Your output is one number, the count of lines in the listing below that hold the word "island".

____________

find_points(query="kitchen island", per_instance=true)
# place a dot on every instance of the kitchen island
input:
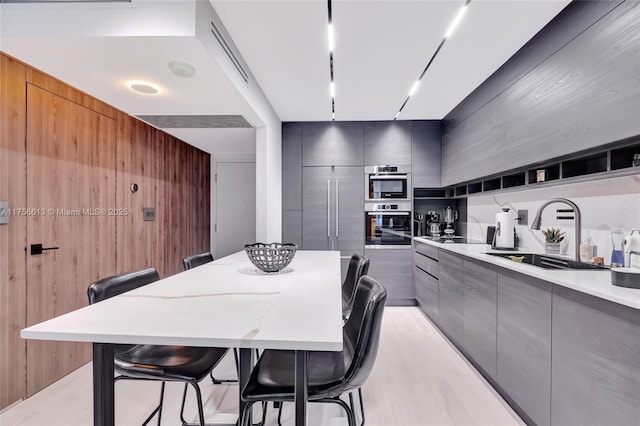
(561, 346)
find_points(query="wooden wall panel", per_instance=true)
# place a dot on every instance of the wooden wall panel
(82, 155)
(42, 80)
(173, 177)
(69, 178)
(12, 236)
(583, 96)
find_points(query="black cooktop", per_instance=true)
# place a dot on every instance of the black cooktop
(453, 240)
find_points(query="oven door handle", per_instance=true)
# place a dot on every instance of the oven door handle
(389, 177)
(388, 213)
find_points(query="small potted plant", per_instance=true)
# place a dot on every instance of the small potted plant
(552, 239)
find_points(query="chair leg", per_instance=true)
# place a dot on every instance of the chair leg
(347, 409)
(245, 414)
(198, 400)
(220, 381)
(361, 405)
(280, 414)
(157, 410)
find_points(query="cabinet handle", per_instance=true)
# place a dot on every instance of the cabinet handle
(337, 212)
(328, 208)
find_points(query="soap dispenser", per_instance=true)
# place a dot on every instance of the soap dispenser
(586, 249)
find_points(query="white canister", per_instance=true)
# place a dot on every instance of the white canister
(505, 229)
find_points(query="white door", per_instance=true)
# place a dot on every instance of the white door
(235, 207)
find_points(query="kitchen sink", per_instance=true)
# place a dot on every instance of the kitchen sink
(548, 262)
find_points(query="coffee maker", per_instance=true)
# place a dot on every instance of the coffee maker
(450, 216)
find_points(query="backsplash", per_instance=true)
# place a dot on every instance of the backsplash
(605, 204)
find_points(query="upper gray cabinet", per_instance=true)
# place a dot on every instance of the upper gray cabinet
(426, 143)
(292, 166)
(387, 142)
(333, 144)
(579, 97)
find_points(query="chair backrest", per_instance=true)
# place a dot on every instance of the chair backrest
(118, 284)
(197, 260)
(358, 266)
(362, 331)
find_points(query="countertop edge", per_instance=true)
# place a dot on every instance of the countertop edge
(598, 285)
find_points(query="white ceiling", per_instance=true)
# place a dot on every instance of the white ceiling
(381, 48)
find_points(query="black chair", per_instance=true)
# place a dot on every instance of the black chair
(193, 261)
(156, 362)
(330, 374)
(197, 260)
(358, 266)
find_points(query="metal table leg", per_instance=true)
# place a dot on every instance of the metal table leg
(103, 384)
(245, 365)
(301, 388)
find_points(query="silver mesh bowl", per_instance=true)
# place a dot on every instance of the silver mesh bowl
(271, 257)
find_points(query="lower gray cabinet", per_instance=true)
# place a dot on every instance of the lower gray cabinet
(524, 344)
(426, 288)
(596, 361)
(451, 296)
(292, 227)
(480, 314)
(392, 268)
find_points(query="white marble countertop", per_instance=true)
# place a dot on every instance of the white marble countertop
(226, 303)
(595, 283)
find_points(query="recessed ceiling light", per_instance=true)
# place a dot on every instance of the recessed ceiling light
(182, 69)
(143, 87)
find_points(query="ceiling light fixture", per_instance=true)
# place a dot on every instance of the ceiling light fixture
(332, 87)
(456, 21)
(450, 30)
(182, 69)
(331, 40)
(143, 87)
(414, 88)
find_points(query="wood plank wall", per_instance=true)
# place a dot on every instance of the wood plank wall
(13, 236)
(573, 87)
(173, 178)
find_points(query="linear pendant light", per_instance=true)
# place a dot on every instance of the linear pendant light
(332, 84)
(447, 35)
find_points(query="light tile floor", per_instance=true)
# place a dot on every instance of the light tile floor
(419, 379)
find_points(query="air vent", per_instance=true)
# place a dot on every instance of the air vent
(65, 1)
(230, 54)
(196, 121)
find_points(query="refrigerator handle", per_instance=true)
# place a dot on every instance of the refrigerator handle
(328, 208)
(337, 211)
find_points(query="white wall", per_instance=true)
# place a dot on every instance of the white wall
(268, 131)
(605, 204)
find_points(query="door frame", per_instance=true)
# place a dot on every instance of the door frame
(215, 159)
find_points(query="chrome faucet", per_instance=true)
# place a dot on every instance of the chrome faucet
(577, 220)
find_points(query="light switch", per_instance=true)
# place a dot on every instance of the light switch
(148, 214)
(4, 212)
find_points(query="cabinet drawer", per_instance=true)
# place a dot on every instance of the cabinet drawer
(426, 250)
(426, 288)
(426, 263)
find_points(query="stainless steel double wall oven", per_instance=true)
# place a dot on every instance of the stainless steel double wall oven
(388, 218)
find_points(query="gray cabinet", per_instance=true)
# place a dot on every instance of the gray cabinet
(292, 166)
(480, 313)
(292, 227)
(579, 97)
(451, 296)
(332, 209)
(596, 361)
(426, 143)
(524, 343)
(387, 142)
(392, 268)
(333, 144)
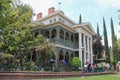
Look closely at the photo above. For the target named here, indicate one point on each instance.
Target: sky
(92, 11)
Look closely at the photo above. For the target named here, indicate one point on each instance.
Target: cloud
(40, 5)
(107, 3)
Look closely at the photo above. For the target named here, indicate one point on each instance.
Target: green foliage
(98, 33)
(29, 65)
(80, 19)
(6, 55)
(106, 42)
(16, 37)
(76, 62)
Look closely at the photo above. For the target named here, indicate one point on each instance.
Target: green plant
(76, 62)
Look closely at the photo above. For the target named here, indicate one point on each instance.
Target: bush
(76, 62)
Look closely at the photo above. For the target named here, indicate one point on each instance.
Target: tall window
(67, 57)
(54, 33)
(61, 34)
(61, 55)
(36, 33)
(86, 56)
(67, 36)
(86, 42)
(89, 45)
(72, 38)
(47, 33)
(82, 39)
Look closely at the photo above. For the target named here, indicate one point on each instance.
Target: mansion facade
(71, 39)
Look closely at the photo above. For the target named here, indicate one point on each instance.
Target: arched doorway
(54, 33)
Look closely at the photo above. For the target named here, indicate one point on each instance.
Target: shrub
(76, 62)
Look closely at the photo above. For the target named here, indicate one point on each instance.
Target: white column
(80, 45)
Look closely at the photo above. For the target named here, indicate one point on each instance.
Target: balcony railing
(64, 42)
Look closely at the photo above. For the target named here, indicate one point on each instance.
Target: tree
(114, 40)
(106, 42)
(98, 33)
(46, 52)
(76, 62)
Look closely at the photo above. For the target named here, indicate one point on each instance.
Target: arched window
(67, 36)
(36, 33)
(47, 33)
(61, 34)
(72, 38)
(61, 55)
(53, 34)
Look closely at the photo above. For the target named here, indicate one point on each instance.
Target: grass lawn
(101, 77)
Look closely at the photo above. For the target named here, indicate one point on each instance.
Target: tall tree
(98, 33)
(106, 42)
(115, 43)
(97, 45)
(15, 30)
(112, 32)
(80, 19)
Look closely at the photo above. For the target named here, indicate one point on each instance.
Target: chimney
(39, 16)
(51, 10)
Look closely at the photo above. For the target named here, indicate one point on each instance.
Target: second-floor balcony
(64, 42)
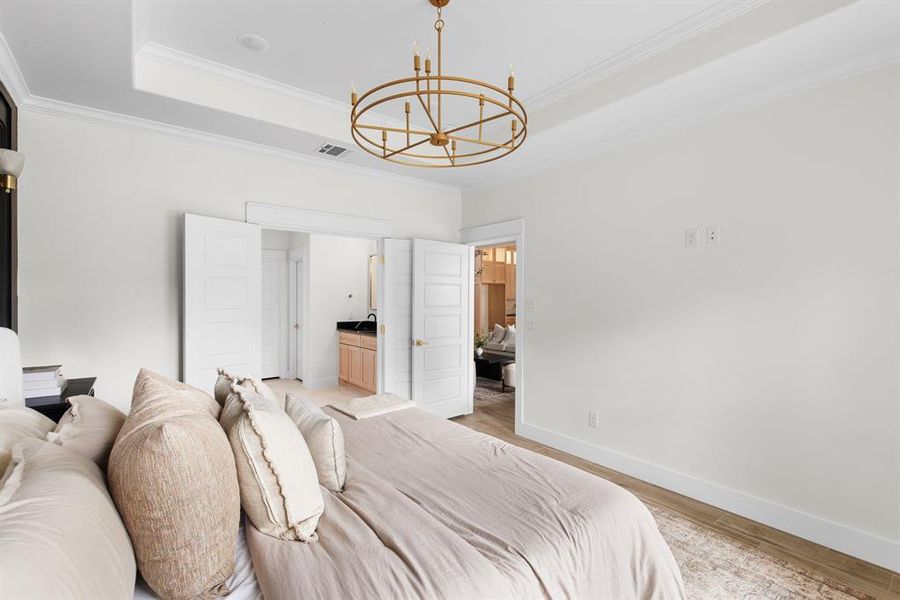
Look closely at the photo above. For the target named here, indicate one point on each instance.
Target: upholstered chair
(509, 376)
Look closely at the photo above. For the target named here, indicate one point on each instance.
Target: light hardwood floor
(496, 419)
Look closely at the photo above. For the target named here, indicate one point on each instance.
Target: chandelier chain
(407, 143)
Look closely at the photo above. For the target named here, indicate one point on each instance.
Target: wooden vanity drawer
(350, 339)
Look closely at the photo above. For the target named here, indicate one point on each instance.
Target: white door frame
(297, 313)
(282, 359)
(271, 216)
(496, 234)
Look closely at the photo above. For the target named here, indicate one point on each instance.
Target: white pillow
(325, 439)
(17, 424)
(277, 477)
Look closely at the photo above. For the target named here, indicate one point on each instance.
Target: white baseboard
(868, 547)
(317, 384)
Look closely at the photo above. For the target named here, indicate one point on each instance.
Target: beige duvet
(432, 509)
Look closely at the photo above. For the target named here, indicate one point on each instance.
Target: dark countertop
(368, 333)
(360, 327)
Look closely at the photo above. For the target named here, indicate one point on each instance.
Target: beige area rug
(716, 566)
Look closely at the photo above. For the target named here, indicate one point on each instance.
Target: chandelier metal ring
(458, 147)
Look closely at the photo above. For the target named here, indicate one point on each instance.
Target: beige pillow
(325, 439)
(89, 427)
(225, 380)
(62, 536)
(172, 475)
(279, 489)
(19, 423)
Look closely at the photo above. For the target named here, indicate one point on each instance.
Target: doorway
(421, 349)
(494, 288)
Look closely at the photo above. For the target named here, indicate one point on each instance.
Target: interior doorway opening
(495, 306)
(319, 310)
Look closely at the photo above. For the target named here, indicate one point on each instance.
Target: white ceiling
(590, 72)
(321, 46)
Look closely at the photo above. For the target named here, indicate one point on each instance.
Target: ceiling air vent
(332, 150)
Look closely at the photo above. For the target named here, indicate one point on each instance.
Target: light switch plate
(691, 237)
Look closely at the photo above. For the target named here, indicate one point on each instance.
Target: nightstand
(83, 386)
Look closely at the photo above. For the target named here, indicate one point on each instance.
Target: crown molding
(25, 100)
(693, 26)
(847, 69)
(58, 108)
(177, 58)
(172, 58)
(11, 74)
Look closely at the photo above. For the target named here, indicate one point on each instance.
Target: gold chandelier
(423, 97)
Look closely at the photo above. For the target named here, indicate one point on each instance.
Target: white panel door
(273, 313)
(443, 277)
(221, 299)
(395, 314)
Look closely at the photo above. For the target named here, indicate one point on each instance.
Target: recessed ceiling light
(254, 42)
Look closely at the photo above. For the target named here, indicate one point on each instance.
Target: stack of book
(43, 385)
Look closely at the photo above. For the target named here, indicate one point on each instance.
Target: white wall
(100, 223)
(766, 365)
(337, 268)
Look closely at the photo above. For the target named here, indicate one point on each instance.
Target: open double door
(425, 312)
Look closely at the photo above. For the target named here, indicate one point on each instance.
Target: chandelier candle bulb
(433, 145)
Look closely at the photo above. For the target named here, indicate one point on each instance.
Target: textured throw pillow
(19, 423)
(62, 536)
(279, 488)
(509, 342)
(325, 439)
(89, 427)
(172, 475)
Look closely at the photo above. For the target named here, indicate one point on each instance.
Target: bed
(432, 509)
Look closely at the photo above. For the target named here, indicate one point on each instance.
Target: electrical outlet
(691, 237)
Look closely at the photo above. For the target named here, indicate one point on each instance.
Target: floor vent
(332, 150)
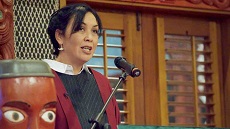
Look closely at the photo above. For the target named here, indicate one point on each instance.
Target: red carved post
(6, 30)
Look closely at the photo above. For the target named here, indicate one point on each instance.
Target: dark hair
(60, 19)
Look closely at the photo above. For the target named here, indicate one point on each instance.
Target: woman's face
(80, 46)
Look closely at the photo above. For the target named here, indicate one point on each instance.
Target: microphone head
(117, 60)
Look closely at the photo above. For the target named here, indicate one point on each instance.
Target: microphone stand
(99, 116)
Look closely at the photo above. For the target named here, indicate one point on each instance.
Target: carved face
(27, 103)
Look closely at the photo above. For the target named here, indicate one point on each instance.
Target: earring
(61, 48)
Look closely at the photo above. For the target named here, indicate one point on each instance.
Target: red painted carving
(6, 30)
(222, 4)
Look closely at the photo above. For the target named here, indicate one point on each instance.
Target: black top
(85, 96)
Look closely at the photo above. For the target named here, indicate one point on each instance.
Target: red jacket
(66, 118)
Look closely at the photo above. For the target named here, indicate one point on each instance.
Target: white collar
(64, 68)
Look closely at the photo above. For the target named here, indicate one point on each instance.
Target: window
(110, 47)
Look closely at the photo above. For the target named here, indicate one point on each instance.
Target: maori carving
(6, 30)
(222, 4)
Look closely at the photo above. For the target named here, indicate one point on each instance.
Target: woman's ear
(59, 36)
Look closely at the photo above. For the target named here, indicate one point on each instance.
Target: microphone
(121, 63)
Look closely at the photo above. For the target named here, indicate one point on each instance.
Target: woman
(74, 31)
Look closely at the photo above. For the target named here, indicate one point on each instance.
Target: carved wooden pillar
(6, 30)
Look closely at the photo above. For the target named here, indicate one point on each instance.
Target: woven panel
(31, 19)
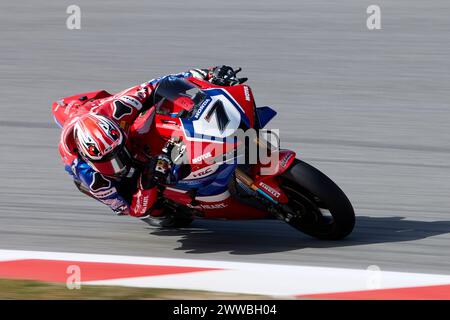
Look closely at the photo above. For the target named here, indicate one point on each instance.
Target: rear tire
(310, 192)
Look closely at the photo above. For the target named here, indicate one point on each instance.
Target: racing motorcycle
(197, 122)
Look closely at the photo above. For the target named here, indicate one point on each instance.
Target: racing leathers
(123, 108)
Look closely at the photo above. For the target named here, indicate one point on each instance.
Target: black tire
(309, 190)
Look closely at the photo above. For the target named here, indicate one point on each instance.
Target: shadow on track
(270, 236)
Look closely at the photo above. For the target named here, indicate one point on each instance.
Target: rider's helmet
(101, 143)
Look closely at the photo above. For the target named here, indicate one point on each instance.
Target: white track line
(240, 277)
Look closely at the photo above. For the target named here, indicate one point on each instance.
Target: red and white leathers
(123, 108)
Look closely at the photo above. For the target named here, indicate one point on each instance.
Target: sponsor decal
(104, 194)
(201, 108)
(131, 101)
(210, 206)
(202, 173)
(285, 160)
(247, 93)
(269, 189)
(202, 157)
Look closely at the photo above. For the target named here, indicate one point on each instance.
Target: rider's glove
(163, 168)
(225, 76)
(122, 211)
(201, 74)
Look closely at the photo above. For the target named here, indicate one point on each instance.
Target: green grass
(34, 290)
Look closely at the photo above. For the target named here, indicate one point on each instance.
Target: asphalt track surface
(369, 108)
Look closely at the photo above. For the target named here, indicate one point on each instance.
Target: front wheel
(318, 207)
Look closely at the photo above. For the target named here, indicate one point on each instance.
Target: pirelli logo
(125, 126)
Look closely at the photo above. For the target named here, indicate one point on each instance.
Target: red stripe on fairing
(56, 270)
(440, 292)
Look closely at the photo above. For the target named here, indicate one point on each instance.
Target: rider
(97, 148)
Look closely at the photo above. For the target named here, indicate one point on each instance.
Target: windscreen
(177, 97)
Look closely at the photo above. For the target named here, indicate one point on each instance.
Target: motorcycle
(197, 122)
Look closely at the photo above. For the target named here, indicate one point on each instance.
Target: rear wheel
(317, 206)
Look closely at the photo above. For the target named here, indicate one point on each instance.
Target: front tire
(310, 193)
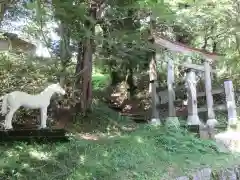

____________

RESPONSE TO THIS TASK: 2